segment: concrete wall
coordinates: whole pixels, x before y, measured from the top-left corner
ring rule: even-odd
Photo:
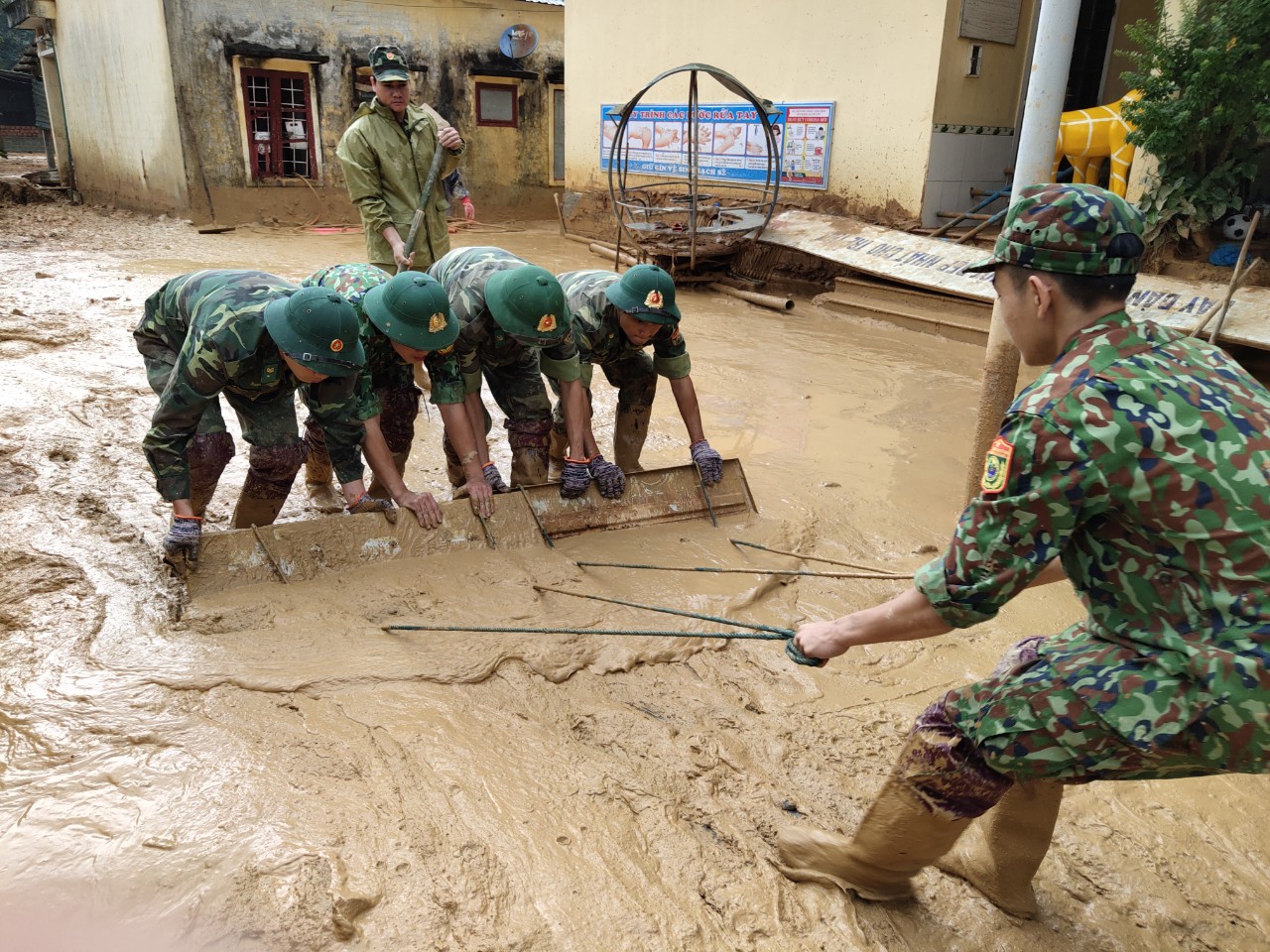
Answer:
[[[184,215],[185,174],[163,0],[58,0],[56,67],[76,188],[95,202]]]
[[[511,61],[498,51],[502,32],[530,23],[537,50]],[[471,146],[462,171],[478,209],[537,203],[550,207],[549,77],[563,74],[564,11],[560,8],[489,0],[474,6],[450,0],[395,4],[330,4],[319,0],[168,0],[175,94],[185,122],[196,217],[220,222],[276,218],[282,222],[356,221],[335,145],[356,109],[356,71],[370,48],[398,43],[415,72],[415,98],[433,104]],[[272,57],[231,57],[226,47],[255,44]],[[291,60],[307,72],[318,132],[318,178],[253,182],[248,165],[240,70],[277,69],[277,51],[300,51],[326,62]],[[472,71],[519,70],[521,124],[478,128]]]
[[[1038,0],[1022,0],[1013,44],[959,36],[961,0],[947,0],[935,124],[931,136],[922,223],[946,221],[937,212],[960,212],[978,203],[972,189],[992,190],[1006,183],[1006,169],[1019,150],[1019,107],[1031,63],[1031,36]],[[970,48],[983,56],[978,76],[968,76]],[[999,209],[1005,202],[988,211]]]
[[[607,195],[602,103],[625,103],[659,72],[705,62],[766,99],[837,103],[828,190],[782,189],[782,202],[913,218],[922,206],[945,8],[946,0],[572,1],[566,188]],[[735,102],[712,83],[702,86],[704,103]],[[677,77],[646,102],[685,102],[686,88]]]

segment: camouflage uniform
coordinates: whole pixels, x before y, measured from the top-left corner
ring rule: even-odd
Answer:
[[[354,413],[354,377],[300,383],[265,331],[264,306],[293,291],[295,284],[262,272],[204,270],[173,278],[146,300],[133,338],[159,406],[142,446],[164,499],[192,499],[198,514],[211,498],[234,452],[218,406],[222,392],[251,447],[245,495],[281,493],[284,499],[304,463],[297,388],[331,438],[340,481],[362,477],[364,429]],[[227,453],[193,467],[192,444],[208,435],[221,435]]]
[[[1111,240],[1137,213],[1104,189],[1062,194],[1059,208],[1025,192],[977,269],[1137,273]],[[1066,782],[1270,770],[1267,433],[1270,392],[1224,352],[1123,311],[1082,329],[1015,400],[983,494],[917,574],[959,628],[1054,557],[1088,607],[935,706],[993,769]]]
[[[455,249],[428,269],[450,296],[460,333],[455,355],[467,393],[480,392],[481,377],[499,409],[507,415],[507,442],[512,448],[512,484],[530,485],[545,480],[545,471],[527,467],[526,452],[545,451],[551,432],[551,401],[542,374],[555,380],[575,381],[582,376],[578,347],[573,335],[565,334],[555,347],[525,347],[507,334],[485,305],[485,282],[491,274],[528,264],[500,248]],[[485,433],[491,426],[485,414]],[[447,438],[444,442],[450,481],[465,481],[458,456]],[[528,470],[533,470],[532,475]]]
[[[582,383],[591,402],[591,376],[598,364],[617,387],[617,420],[613,428],[613,462],[622,472],[638,472],[640,451],[648,435],[648,420],[657,396],[657,378],[679,380],[692,371],[688,347],[677,324],[664,325],[649,343],[653,357],[631,344],[618,324],[618,310],[605,297],[605,288],[620,275],[606,270],[566,272],[558,275],[573,315],[573,336],[582,363]],[[552,414],[551,456],[560,458],[568,438],[560,405],[560,385],[544,366],[547,383],[556,395]]]
[[[376,327],[362,310],[362,298],[371,288],[391,277],[370,264],[337,264],[309,275],[302,287],[325,287],[338,292],[353,305],[361,321],[362,347],[366,349],[366,367],[357,377],[357,418],[380,418],[384,442],[403,462],[410,456],[414,442],[414,423],[419,415],[420,390],[414,382],[414,364],[404,360],[392,347],[391,339]],[[464,400],[464,382],[458,360],[452,349],[433,350],[423,359],[432,388],[432,404],[460,404]],[[310,446],[323,444],[321,429],[310,416],[305,421]]]
[[[1019,396],[989,461],[1003,485],[917,575],[959,628],[996,616],[1055,556],[1088,607],[1010,670],[945,697],[993,768],[1074,781],[1270,770],[1267,433],[1270,393],[1222,350],[1124,312]]]

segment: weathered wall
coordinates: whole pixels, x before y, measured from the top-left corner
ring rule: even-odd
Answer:
[[[599,169],[602,103],[624,103],[659,72],[705,62],[766,99],[837,103],[827,193],[784,189],[782,202],[889,220],[916,217],[926,180],[945,6],[946,0],[570,3],[565,6],[566,187],[608,192],[607,173]],[[652,91],[649,102],[682,102],[686,85],[668,81]],[[735,100],[709,85],[702,102]]]
[[[168,0],[173,71],[180,102],[190,188],[202,195],[202,217],[217,221],[277,218],[283,222],[351,221],[335,145],[356,109],[357,65],[370,48],[398,43],[415,72],[415,98],[432,103],[471,145],[464,178],[478,208],[550,206],[550,132],[547,76],[563,74],[560,8],[490,0],[480,6],[452,0],[392,5],[318,3],[316,0]],[[498,51],[503,29],[530,23],[540,36],[527,58],[511,61]],[[320,171],[315,180],[253,182],[245,154],[241,88],[226,46],[253,43],[272,51],[298,51],[328,57],[307,69],[319,132]],[[276,69],[277,62],[244,57],[240,65]],[[537,74],[519,80],[521,126],[476,128],[472,107],[474,69],[516,69]]]
[[[163,0],[58,0],[57,69],[75,184],[89,199],[184,215]]]

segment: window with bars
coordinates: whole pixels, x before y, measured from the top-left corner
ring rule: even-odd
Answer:
[[[284,70],[243,70],[243,104],[251,178],[315,178],[309,76]]]

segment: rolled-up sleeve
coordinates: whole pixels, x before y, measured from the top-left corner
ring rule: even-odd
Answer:
[[[1001,438],[1013,448],[1005,486],[961,513],[942,556],[914,583],[946,625],[968,628],[996,617],[1101,509],[1106,482],[1086,447],[1045,419],[1017,414]]]

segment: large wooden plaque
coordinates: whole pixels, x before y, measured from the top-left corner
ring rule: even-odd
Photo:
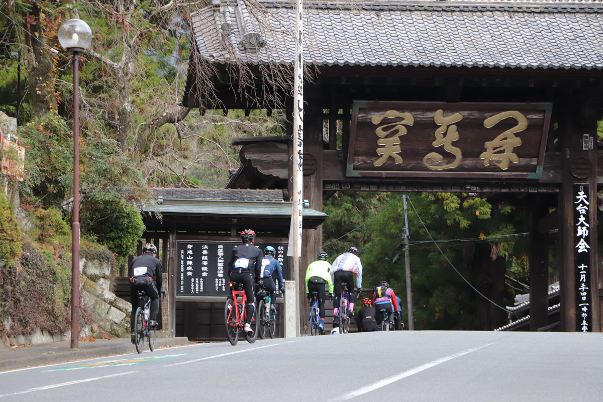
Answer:
[[[539,179],[551,108],[355,101],[346,174]]]

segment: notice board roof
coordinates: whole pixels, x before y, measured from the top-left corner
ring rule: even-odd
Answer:
[[[166,221],[174,216],[184,217],[191,222],[204,216],[219,217],[224,221],[245,217],[289,220],[293,204],[283,201],[282,190],[153,189],[152,191],[158,199],[155,207]],[[305,228],[316,227],[328,216],[311,208],[303,208],[302,213]]]

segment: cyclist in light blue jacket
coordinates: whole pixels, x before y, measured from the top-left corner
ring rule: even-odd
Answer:
[[[276,271],[279,280],[279,290],[283,291],[285,283],[283,282],[283,273],[280,269],[280,263],[274,258],[276,250],[272,246],[267,246],[264,249],[264,257],[262,259],[262,266],[256,267],[256,279],[264,283],[264,287],[270,292],[270,309],[276,310],[276,284],[273,274]]]

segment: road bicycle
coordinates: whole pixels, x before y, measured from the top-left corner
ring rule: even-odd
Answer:
[[[236,345],[239,341],[239,333],[243,332],[247,342],[253,344],[257,339],[257,309],[256,309],[251,318],[253,334],[251,335],[248,332],[245,332],[245,323],[247,319],[247,309],[245,308],[247,304],[247,297],[245,291],[240,290],[239,284],[236,282],[229,282],[228,286],[230,295],[224,305],[224,325],[229,342],[233,346]]]
[[[318,323],[320,322],[320,312],[318,309],[318,292],[310,292],[310,315],[308,316],[308,325],[310,328],[311,335],[321,335],[324,334],[324,330],[321,330],[318,328]]]
[[[347,284],[344,282],[341,283],[341,299],[339,302],[339,310],[337,316],[339,322],[339,333],[347,333],[350,331],[350,294],[347,290]]]
[[[161,291],[163,295],[162,300],[165,300],[165,291]],[[144,292],[139,291],[136,292],[138,298],[138,306],[136,312],[134,315],[134,331],[136,333],[136,339],[134,345],[136,347],[136,351],[139,353],[142,353],[144,347],[145,341],[147,341],[149,344],[149,349],[151,351],[155,350],[155,341],[157,339],[157,328],[151,327],[149,324],[149,316],[151,312],[151,298],[148,297]],[[144,301],[144,307],[140,307],[140,302]]]
[[[276,335],[276,310],[270,309],[270,293],[264,287],[264,282],[258,281],[257,284],[260,286],[257,290],[257,299],[259,301],[257,303],[257,316],[259,318],[260,339],[264,339],[266,337],[266,330],[271,338],[274,338]]]
[[[379,311],[381,312],[381,316],[382,317],[381,323],[379,324],[381,327],[381,330],[393,331],[394,323],[390,322],[390,313],[387,312],[387,310],[385,309],[381,309]]]

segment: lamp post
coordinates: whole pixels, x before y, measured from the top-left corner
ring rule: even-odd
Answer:
[[[71,225],[71,348],[80,338],[80,54],[92,42],[92,31],[84,21],[69,19],[58,28],[58,42],[73,52],[74,69],[74,203]]]

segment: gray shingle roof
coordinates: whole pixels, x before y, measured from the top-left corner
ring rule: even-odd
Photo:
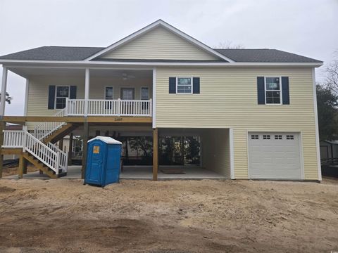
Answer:
[[[0,60],[83,60],[104,48],[103,47],[42,46],[0,56]],[[238,63],[322,63],[320,60],[276,49],[215,50]],[[142,60],[139,59],[138,61]]]
[[[104,48],[79,46],[42,46],[0,56],[6,60],[82,60]]]
[[[277,49],[215,49],[238,63],[322,63]]]

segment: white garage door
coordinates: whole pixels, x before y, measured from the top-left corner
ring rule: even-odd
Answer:
[[[299,134],[249,133],[250,179],[301,179]]]

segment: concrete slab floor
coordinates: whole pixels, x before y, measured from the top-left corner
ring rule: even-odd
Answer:
[[[181,169],[184,174],[165,174],[161,171],[161,169]],[[124,166],[121,172],[121,179],[153,179],[153,168],[151,166]],[[4,179],[17,179],[18,175],[7,176]],[[25,179],[49,179],[46,175],[40,175],[39,171],[30,172],[23,175]],[[58,179],[81,179],[81,166],[69,166],[67,176]],[[215,171],[201,168],[199,166],[160,166],[158,172],[158,180],[168,179],[225,179],[225,176]]]

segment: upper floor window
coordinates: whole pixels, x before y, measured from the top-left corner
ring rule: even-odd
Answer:
[[[177,77],[177,93],[192,93],[192,77]]]
[[[148,87],[141,88],[141,99],[142,100],[149,99],[149,89]]]
[[[265,103],[281,104],[280,77],[265,77]]]
[[[113,99],[113,87],[106,86],[106,91],[104,92],[105,99]]]
[[[55,109],[63,109],[65,107],[65,99],[69,98],[69,86],[57,86],[55,96]]]

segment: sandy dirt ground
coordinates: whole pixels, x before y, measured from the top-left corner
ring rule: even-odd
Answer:
[[[0,252],[337,250],[335,180],[0,180]]]
[[[39,169],[35,168],[34,166],[27,166],[27,172],[34,172],[37,171]],[[2,171],[2,176],[18,175],[18,167],[11,167],[11,168],[4,168]]]

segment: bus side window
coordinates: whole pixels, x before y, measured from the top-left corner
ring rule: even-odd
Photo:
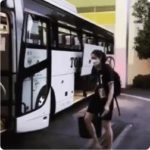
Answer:
[[[72,49],[81,50],[81,43],[79,40],[78,33],[75,31],[71,31],[71,47]]]
[[[37,16],[28,15],[26,43],[46,46],[46,23],[41,21]]]
[[[94,36],[87,35],[87,34],[83,34],[82,42],[87,43],[87,44],[94,44],[94,45],[96,44],[96,40],[95,40]]]
[[[114,54],[113,44],[111,43],[107,45],[107,54]]]
[[[9,70],[9,20],[5,13],[0,12],[0,57],[1,70]]]
[[[70,30],[58,27],[58,47],[67,48],[70,46]]]
[[[81,49],[81,43],[76,31],[65,27],[58,27],[58,47],[63,49]]]

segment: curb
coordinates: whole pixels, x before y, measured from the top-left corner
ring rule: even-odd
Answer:
[[[125,129],[118,135],[118,137],[115,139],[115,141],[112,144],[112,149],[117,149],[119,144],[123,141],[124,137],[127,135],[127,133],[130,131],[130,129],[133,127],[132,124],[127,125]]]
[[[126,96],[126,97],[130,97],[130,98],[136,98],[136,99],[139,99],[139,100],[150,102],[150,98],[145,98],[145,97],[142,97],[142,96],[136,96],[136,95],[125,94],[125,93],[122,93],[120,95],[121,96]]]

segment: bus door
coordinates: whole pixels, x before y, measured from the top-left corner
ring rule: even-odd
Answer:
[[[16,85],[16,131],[39,130],[49,125],[49,21],[25,14]]]
[[[81,76],[86,76],[86,75],[91,74],[92,67],[93,67],[93,64],[91,61],[91,53],[94,50],[104,51],[102,46],[96,46],[96,45],[92,45],[92,44],[84,44]]]
[[[7,11],[0,12],[0,58],[1,58],[1,131],[11,127],[12,121],[12,51],[10,16]],[[10,15],[10,16],[9,16]],[[12,17],[12,16],[11,16]]]

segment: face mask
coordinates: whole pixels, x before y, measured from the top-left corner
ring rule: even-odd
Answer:
[[[100,64],[100,60],[99,59],[93,59],[93,66],[98,66]]]

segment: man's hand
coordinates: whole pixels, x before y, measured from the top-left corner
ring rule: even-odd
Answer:
[[[109,106],[105,106],[104,107],[104,112],[102,113],[101,117],[104,117],[105,115],[107,115],[109,112]]]

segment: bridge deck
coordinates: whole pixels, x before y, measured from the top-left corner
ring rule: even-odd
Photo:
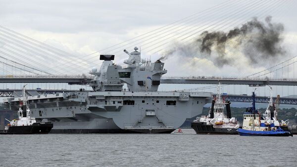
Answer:
[[[0,75],[0,83],[68,83],[69,84],[88,84],[93,79],[86,75]],[[248,85],[253,86],[269,85],[297,85],[297,78],[268,78],[223,77],[163,77],[161,84]]]

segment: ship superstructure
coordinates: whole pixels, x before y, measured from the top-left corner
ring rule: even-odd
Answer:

⁂

■ Requirements
Write the data as a JSON list of strings, one string per line, skipping blank lines and leaving out the pictures. Begin at the line that contains "segment: large wooden plaque" and stop after the line that contains "[[[539,179],[551,108],[355,101],[346,174]]]".

■ Answer to the problem
[
  "segment: large wooden plaque",
  "coordinates: whole pixels, x before y, measured from the top-left corner",
  "ring rule: even-odd",
  "Photo:",
  "Answer:",
  "[[[539,179],[551,108],[355,101],[346,174]]]"
]